SOURCE EXTRACT -

***

January 17, 2009 | Tennessee, industry, media coverage, regulation, states | Comments (0)

That’s a quote from Steven Schlein, spokesperson for the Community Financial Services Association of America, in response to the notion that payday lending causes bankruptcy.  From the story in the The Tennessean: 

Tennessee routinely ranks near the top nationally in terms of the number of bankruptcy filings per capita, but there is disagreement among other economists over whether payday loans lead to bankruptcy.

Brian Melzer, a senior lecturer at the Kellogg School of Management at Northwestern University, found that access to payday loans among people making between $15,000 and $50,000 in income increases the difficulty of paying bills by 25 percent compared with those who didn’t have payday lenders nearby.

However, Donald Morgan, a researcher with the Federal Reserve Bank of New York, and Michael Strain found that households in Georgia and North Carolina, which have effectively banned payday loans, bounced more checks and filed for Chapter 7 bankruptcy at a higher rate than households in states that did have access to the industry.

***

DATA SECTION -

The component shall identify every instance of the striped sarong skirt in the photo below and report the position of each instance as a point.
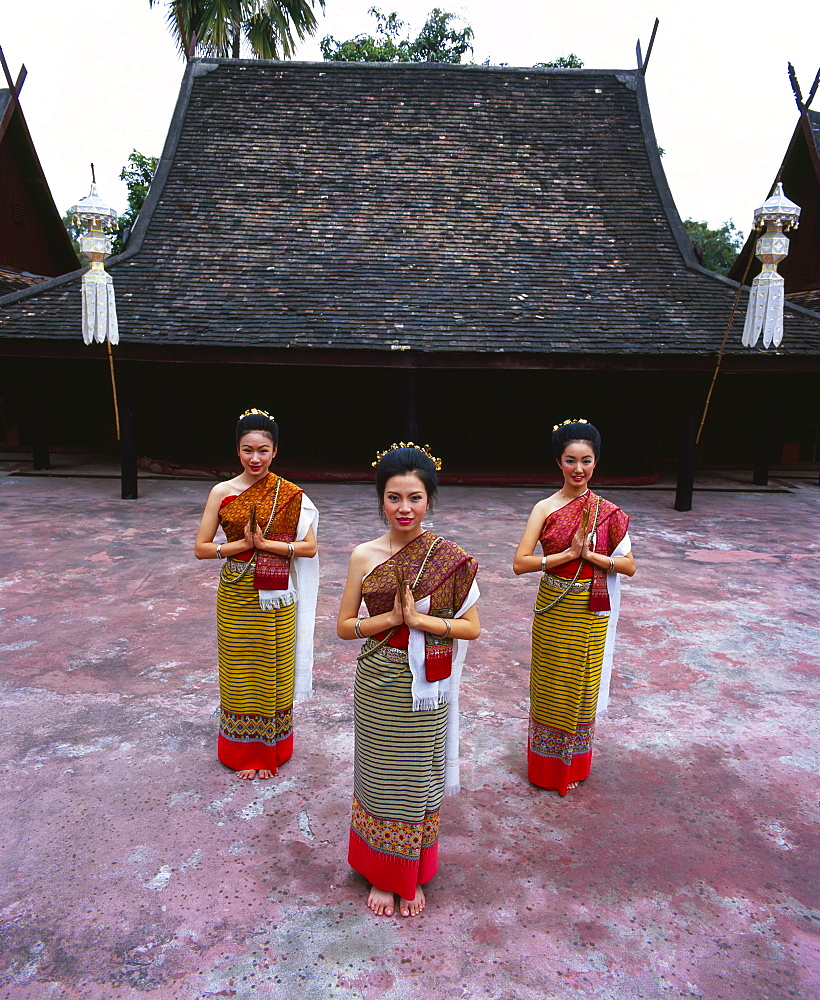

***

TO-DO LIST -
1. According to the payday lending excerpt, in which two states that had effectively banned payday loans did households bounce more checks and file for Chapter 7 bankruptcy at a higher rate?
2. Continue the payday lending excerpt from the point where it stops.

ANSWERS FOR THE EXERCISE -
1. Georgia and North Carolina.

2.
The industry argument is that payday lenders provide a cheaper short-term solution than the alternatives — high overdraft fees from banks that can average $27, or excessive late payments from credit card companies and utilities.

With overdraft, “people are paying $27 to borrow $36, versus a customer who comes in and borrows $100 from us, they pay $17.65,” said Check ‘N Go spokesman Jeff Kursman. “What’s a better bargain?”

Steven Schlein, a spokesman for industry group the Community Financial Services Association, said there is no correlation between payday lenders and bankruptcy. “To say one or the other caused bankruptcy is absolutely ridiculous,” he said.

It’s more likely that some people heading toward bankruptcy try to fend it off by taking out payday loans but only postpone the inevitable.